▸ LISTED ENTRIES:
○ ○ ○ ○

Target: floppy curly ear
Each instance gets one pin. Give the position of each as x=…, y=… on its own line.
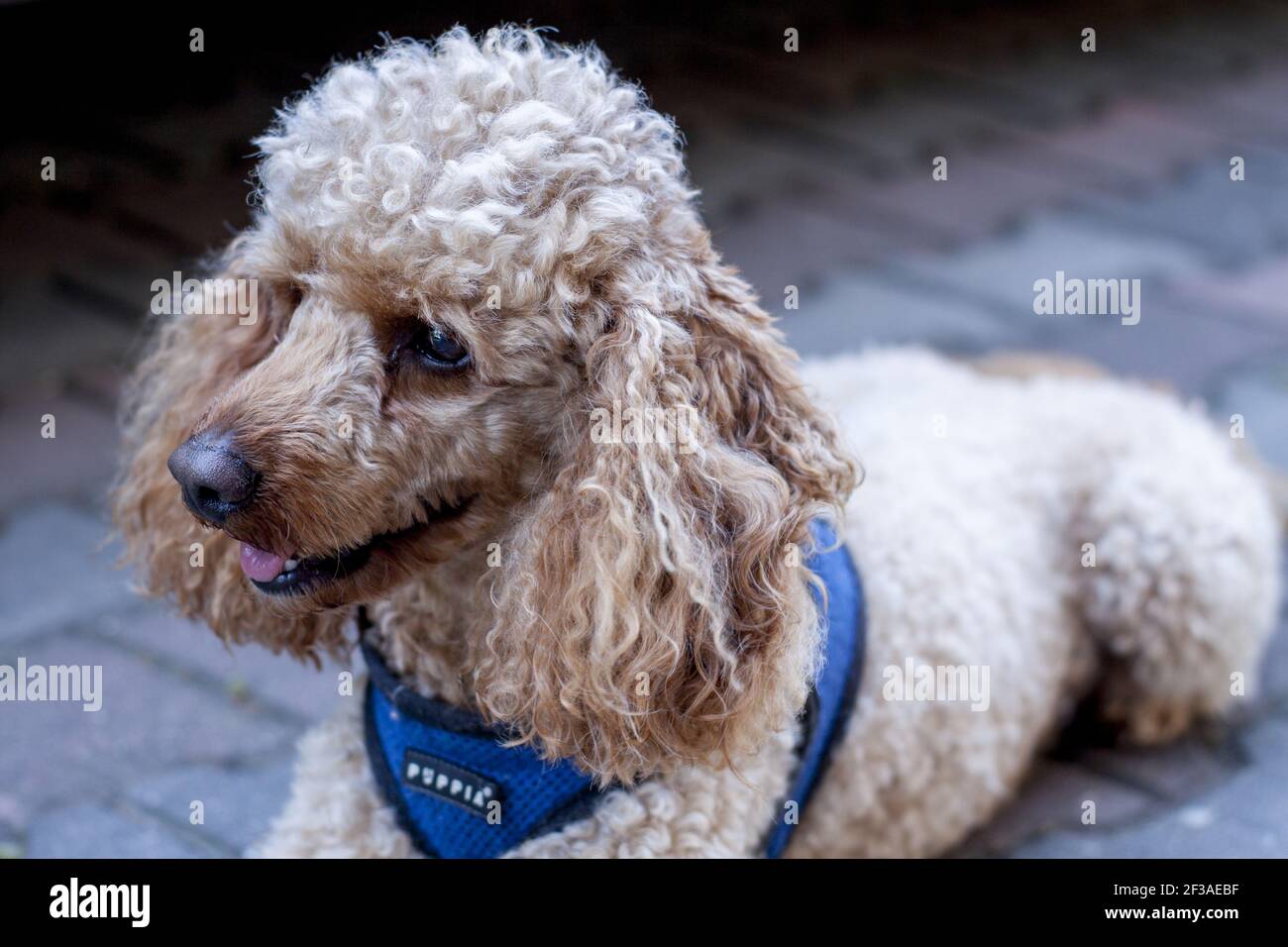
x=653, y=611
x=192, y=357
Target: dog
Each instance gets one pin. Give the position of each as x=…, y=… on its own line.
x=471, y=253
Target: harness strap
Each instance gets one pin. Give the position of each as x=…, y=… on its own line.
x=462, y=789
x=831, y=702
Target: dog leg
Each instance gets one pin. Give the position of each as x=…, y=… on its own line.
x=1180, y=582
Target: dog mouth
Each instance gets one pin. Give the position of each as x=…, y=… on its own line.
x=288, y=575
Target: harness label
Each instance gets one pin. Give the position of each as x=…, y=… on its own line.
x=449, y=783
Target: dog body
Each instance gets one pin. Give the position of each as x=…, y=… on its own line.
x=969, y=532
x=472, y=254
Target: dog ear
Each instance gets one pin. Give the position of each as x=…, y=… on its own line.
x=194, y=355
x=656, y=608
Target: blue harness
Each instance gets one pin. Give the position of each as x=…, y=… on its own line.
x=460, y=792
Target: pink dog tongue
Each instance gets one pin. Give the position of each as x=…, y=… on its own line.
x=261, y=565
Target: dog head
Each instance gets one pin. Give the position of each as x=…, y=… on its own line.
x=487, y=312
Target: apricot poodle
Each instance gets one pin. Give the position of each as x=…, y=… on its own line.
x=469, y=253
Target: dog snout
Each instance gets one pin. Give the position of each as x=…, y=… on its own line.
x=214, y=476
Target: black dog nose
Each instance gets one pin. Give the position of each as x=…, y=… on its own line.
x=217, y=480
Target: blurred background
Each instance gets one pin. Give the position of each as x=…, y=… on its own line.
x=815, y=172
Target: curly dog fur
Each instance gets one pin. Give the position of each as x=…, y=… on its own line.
x=638, y=605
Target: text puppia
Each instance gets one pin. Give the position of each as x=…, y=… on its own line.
x=73, y=684
x=75, y=899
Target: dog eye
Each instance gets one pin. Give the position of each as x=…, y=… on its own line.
x=438, y=350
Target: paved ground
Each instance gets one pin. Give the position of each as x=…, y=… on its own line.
x=1100, y=165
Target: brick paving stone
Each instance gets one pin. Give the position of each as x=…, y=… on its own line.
x=784, y=245
x=151, y=720
x=1274, y=667
x=853, y=311
x=1171, y=343
x=1193, y=831
x=56, y=571
x=1176, y=771
x=1004, y=270
x=1232, y=222
x=240, y=672
x=76, y=464
x=97, y=831
x=1054, y=797
x=1256, y=291
x=237, y=805
x=1258, y=392
x=1137, y=138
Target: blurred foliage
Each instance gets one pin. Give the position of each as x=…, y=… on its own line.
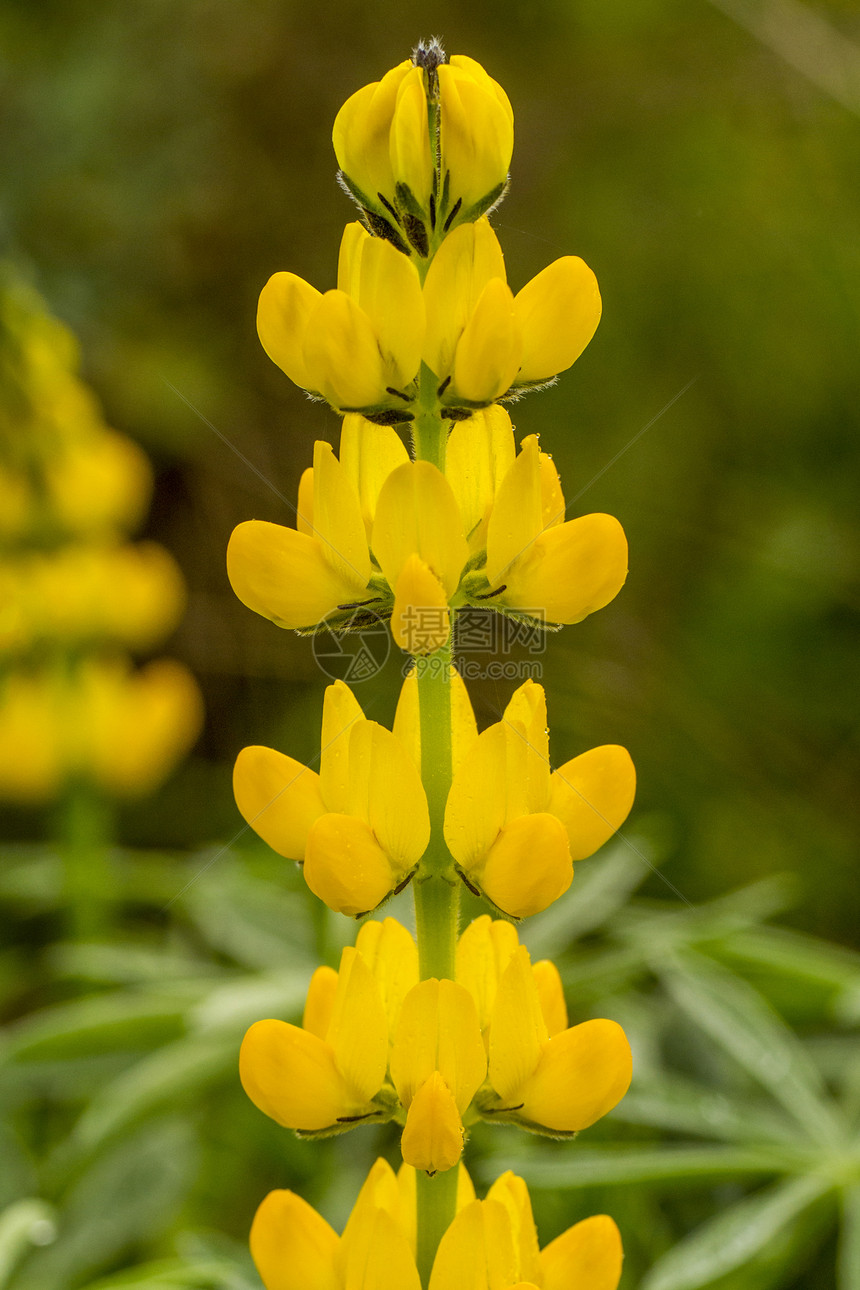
x=159, y=161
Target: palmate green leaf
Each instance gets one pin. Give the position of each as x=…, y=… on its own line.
x=596, y=895
x=734, y=1237
x=680, y=1106
x=99, y=1023
x=744, y=1024
x=23, y=1224
x=173, y=1075
x=128, y=1196
x=849, y=1257
x=597, y=1166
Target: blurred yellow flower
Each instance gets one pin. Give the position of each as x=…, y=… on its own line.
x=359, y=827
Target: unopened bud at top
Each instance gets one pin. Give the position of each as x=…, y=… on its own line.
x=426, y=148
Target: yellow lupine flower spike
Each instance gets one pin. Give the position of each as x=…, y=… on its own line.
x=537, y=561
x=360, y=826
x=419, y=543
x=322, y=1084
x=295, y=1249
x=357, y=346
x=437, y=1063
x=426, y=147
x=493, y=1245
x=301, y=577
x=560, y=1084
x=481, y=341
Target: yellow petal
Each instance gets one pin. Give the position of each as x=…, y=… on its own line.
x=391, y=953
x=361, y=133
x=587, y=1254
x=342, y=354
x=433, y=1135
x=410, y=150
x=482, y=953
x=558, y=312
x=480, y=452
x=570, y=570
x=420, y=622
x=476, y=130
x=582, y=1073
x=285, y=1222
x=304, y=506
x=319, y=1005
x=512, y=1192
x=369, y=453
x=517, y=1030
x=592, y=796
x=516, y=519
x=292, y=1076
x=285, y=306
x=393, y=804
x=285, y=575
x=359, y=1027
x=462, y=267
x=527, y=866
x=341, y=712
x=391, y=297
x=527, y=706
x=477, y=1251
x=439, y=1031
x=346, y=867
x=417, y=514
x=279, y=797
x=489, y=351
x=337, y=517
x=406, y=726
x=551, y=995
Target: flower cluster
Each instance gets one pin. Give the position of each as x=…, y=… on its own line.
x=75, y=592
x=436, y=1031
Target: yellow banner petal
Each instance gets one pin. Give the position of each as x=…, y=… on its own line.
x=285, y=1222
x=582, y=1073
x=292, y=1076
x=529, y=866
x=279, y=797
x=592, y=796
x=432, y=1138
x=587, y=1254
x=346, y=867
x=285, y=575
x=558, y=312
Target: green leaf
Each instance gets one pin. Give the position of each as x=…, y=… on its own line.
x=734, y=1237
x=849, y=1257
x=744, y=1024
x=22, y=1226
x=595, y=1166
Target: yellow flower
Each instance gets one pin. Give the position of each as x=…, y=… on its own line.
x=301, y=577
x=357, y=346
x=560, y=1082
x=493, y=1245
x=481, y=341
x=539, y=564
x=437, y=1063
x=419, y=543
x=295, y=1249
x=360, y=827
x=513, y=827
x=426, y=147
x=329, y=1073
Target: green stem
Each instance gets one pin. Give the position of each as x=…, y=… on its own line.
x=436, y=886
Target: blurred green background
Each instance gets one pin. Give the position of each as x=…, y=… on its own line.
x=159, y=161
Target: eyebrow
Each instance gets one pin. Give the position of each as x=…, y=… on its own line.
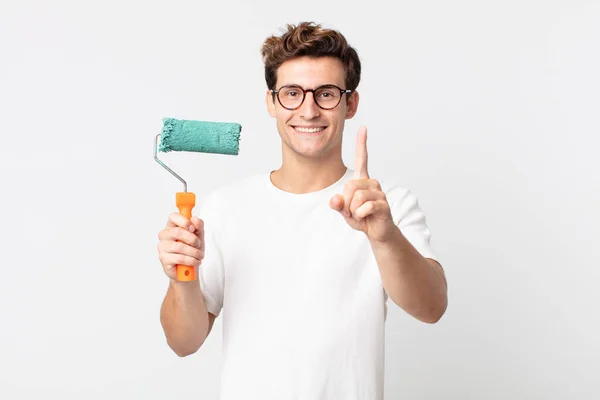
x=296, y=84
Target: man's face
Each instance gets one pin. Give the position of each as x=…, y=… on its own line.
x=311, y=131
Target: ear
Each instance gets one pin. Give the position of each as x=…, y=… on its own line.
x=352, y=105
x=270, y=103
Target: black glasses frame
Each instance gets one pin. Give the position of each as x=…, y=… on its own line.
x=304, y=91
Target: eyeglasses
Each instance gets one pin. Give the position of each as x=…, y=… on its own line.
x=327, y=97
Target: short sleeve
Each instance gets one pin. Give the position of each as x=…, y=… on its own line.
x=409, y=217
x=211, y=272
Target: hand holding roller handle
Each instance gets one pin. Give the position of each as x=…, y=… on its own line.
x=181, y=245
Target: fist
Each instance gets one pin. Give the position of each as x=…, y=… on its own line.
x=181, y=242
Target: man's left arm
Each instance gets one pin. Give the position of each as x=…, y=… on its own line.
x=415, y=283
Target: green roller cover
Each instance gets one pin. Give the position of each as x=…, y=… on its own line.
x=200, y=136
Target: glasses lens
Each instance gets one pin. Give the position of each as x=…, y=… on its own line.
x=328, y=96
x=290, y=96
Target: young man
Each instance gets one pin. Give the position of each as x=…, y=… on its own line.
x=302, y=260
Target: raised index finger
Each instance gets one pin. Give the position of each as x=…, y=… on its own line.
x=360, y=160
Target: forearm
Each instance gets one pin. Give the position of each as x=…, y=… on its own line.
x=184, y=317
x=414, y=283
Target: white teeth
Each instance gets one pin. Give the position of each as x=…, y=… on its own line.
x=309, y=130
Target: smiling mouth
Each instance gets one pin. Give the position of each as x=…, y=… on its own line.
x=305, y=129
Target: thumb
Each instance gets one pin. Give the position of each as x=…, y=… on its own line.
x=198, y=224
x=337, y=202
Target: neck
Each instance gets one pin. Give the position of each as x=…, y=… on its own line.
x=299, y=174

○ ○ ○ ○

▸ WHAT TO PRODUCE:
Only the lines from the one that contains "Target: forearm" to the end of the entries above should be given again, exactly and in full.

▸ SOLUTION:
Target: forearm
Each instance gets one pin. Give the position of each as x=…, y=… on its own line.
x=184, y=317
x=414, y=283
Target: white teeth
Each instance gets one pin. Give the position of each as x=…, y=… on its own line.
x=309, y=130
Target: smiling mouth
Each instance gets one pin. Give the position of each as x=…, y=… on its own line.
x=305, y=129
Target: thumb
Each instance gets one pin. Give the position of each as x=…, y=… on its own line.
x=198, y=224
x=337, y=202
Target: neck
Each instance gets one pin. Give the position of each as x=…, y=… on its own line.
x=299, y=174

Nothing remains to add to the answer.